*** Begin section ***

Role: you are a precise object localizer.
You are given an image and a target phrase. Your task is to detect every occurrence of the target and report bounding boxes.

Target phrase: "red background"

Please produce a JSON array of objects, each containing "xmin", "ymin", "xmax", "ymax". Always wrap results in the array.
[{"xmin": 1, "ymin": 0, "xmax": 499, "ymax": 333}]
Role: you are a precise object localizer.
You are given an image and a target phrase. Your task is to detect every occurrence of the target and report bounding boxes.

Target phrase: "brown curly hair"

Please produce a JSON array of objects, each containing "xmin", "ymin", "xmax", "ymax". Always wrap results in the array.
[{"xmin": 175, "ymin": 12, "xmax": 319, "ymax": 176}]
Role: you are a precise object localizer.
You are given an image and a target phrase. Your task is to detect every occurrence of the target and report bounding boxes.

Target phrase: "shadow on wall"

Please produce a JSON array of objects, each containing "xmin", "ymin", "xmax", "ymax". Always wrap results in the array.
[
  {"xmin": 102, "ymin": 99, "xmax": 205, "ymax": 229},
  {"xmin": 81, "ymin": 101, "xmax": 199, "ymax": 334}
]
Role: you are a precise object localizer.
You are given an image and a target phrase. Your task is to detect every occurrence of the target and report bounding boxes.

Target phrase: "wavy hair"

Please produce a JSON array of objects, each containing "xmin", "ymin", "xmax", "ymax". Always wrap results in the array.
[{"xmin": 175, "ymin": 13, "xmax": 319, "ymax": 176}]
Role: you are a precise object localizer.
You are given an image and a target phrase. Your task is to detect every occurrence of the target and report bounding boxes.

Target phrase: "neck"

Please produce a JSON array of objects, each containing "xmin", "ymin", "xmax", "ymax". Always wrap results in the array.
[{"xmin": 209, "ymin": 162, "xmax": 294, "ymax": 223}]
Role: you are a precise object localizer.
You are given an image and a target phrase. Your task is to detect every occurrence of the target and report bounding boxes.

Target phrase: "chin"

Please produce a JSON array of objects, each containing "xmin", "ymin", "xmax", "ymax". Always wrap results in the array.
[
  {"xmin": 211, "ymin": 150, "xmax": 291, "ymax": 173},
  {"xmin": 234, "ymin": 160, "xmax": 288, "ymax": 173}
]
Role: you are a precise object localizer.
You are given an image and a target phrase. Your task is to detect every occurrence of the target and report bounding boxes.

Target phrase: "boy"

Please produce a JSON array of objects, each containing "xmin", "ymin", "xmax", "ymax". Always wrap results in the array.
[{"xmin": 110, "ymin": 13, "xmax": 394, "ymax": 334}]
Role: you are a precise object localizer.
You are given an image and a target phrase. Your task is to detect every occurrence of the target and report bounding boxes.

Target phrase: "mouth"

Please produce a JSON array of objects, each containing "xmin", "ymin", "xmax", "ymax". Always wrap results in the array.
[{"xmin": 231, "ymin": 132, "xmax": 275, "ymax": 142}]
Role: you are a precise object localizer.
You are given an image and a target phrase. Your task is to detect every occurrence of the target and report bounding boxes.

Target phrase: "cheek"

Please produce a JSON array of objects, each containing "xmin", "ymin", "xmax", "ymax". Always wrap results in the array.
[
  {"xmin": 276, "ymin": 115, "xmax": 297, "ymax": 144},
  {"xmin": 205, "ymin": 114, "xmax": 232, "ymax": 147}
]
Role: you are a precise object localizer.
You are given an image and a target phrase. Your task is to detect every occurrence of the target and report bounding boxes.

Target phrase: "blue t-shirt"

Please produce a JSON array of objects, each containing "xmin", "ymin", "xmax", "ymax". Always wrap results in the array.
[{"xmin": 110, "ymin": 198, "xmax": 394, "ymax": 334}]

*** End section ***

_Work instructions_
The records above should be set down again word for word.

_Result of the task_
Role: you are a precise object localizer.
You are given an image and a target phrase. Your task is to detect every occurrence of the target and report bounding boxes.

Target phrase: "red background"

Please produce a JSON array of objects, each containing "xmin", "ymin", "xmax", "ymax". Always wrap results in the array.
[{"xmin": 1, "ymin": 0, "xmax": 499, "ymax": 333}]
Role: you are a precise object localizer.
You are given an image and a target phrase. Your task is to detect every occurrence of the target and report bounding boxes.

Target phrase: "brown curly hair"

Please produce a JSON array of objects, each containing "xmin", "ymin", "xmax", "ymax". Always wrap results in the array.
[{"xmin": 175, "ymin": 12, "xmax": 319, "ymax": 176}]
Role: you are a precise object localizer.
You are given an image and a target phrase. Your task is to detect every occurrence of the target and report bounding boxes.

Target phrase: "shadow on wall"

Please produce a JSON array of objects, each containing "xmin", "ymin", "xmax", "ymax". Always wrap results in the array.
[
  {"xmin": 102, "ymin": 99, "xmax": 205, "ymax": 229},
  {"xmin": 81, "ymin": 101, "xmax": 199, "ymax": 334}
]
Role: you are a precise object localizer.
You are given an image and a target phrase. Your task is to detect every occurrence of the target and report bounding boxes.

Target phrase: "wavy hair"

Please produce a JSON array of objects, each containing "xmin", "ymin", "xmax", "ymax". Always wrap results in the array.
[{"xmin": 175, "ymin": 13, "xmax": 319, "ymax": 176}]
Role: you are a precise object localizer.
You are given an image and a target phrase. Your task is to detect every occurrence of the target and report bounding boxes.

Target phrase: "neck"

Please produce a JSON array of objects, each containing "xmin", "ymin", "xmax", "ymax". Always wrap results in the array.
[{"xmin": 209, "ymin": 162, "xmax": 294, "ymax": 223}]
Role: you are a precise object localizer.
You are given an image and a target phrase. Your task is to detect every occurrence of the target and report bounding boxes.

Target phrase: "chin"

Please produce a JSON array of objects, each containing "xmin", "ymin", "xmax", "ymax". Always wrap results in the array.
[
  {"xmin": 211, "ymin": 150, "xmax": 291, "ymax": 173},
  {"xmin": 234, "ymin": 160, "xmax": 288, "ymax": 173}
]
Role: you are a precise object localizer.
You are given an image and a target phrase. Your task is to detect every occurrence of the target and report bounding boxes.

Target phrase: "boy"

Please produce a JSON array of objects, each containing "xmin", "ymin", "xmax", "ymax". Always wrap results in the array.
[{"xmin": 110, "ymin": 13, "xmax": 394, "ymax": 334}]
Role: you are a precise object localizer.
You are given an image and a target phrase. Your task is to detect every occurrence of the target and report bounding boxes.

Target phrase: "mouth"

Please produce a JSON array of objects, each containing "xmin", "ymin", "xmax", "ymax". Always wrap results in the array.
[{"xmin": 231, "ymin": 132, "xmax": 275, "ymax": 142}]
Role: you are a precise object localizer.
You are given an image and a target phrase. Your task is to detect every occurrence of the target and report bounding boxes.

Target phrase: "cheek"

Please produce a JSON array of objects, each containing "xmin", "ymin", "xmax", "ymax". Always wrap results in the array.
[
  {"xmin": 276, "ymin": 115, "xmax": 297, "ymax": 144},
  {"xmin": 205, "ymin": 114, "xmax": 232, "ymax": 147}
]
Role: you are a precise object localizer.
You are given an image and a target phrase. Your task is to detect every occurrence of the target and report bounding boxes.

Target phrase: "blue t-shirt"

Please produce a JSON array of objects, each containing "xmin", "ymin", "xmax", "ymax". Always wrap results in the array.
[{"xmin": 110, "ymin": 198, "xmax": 394, "ymax": 334}]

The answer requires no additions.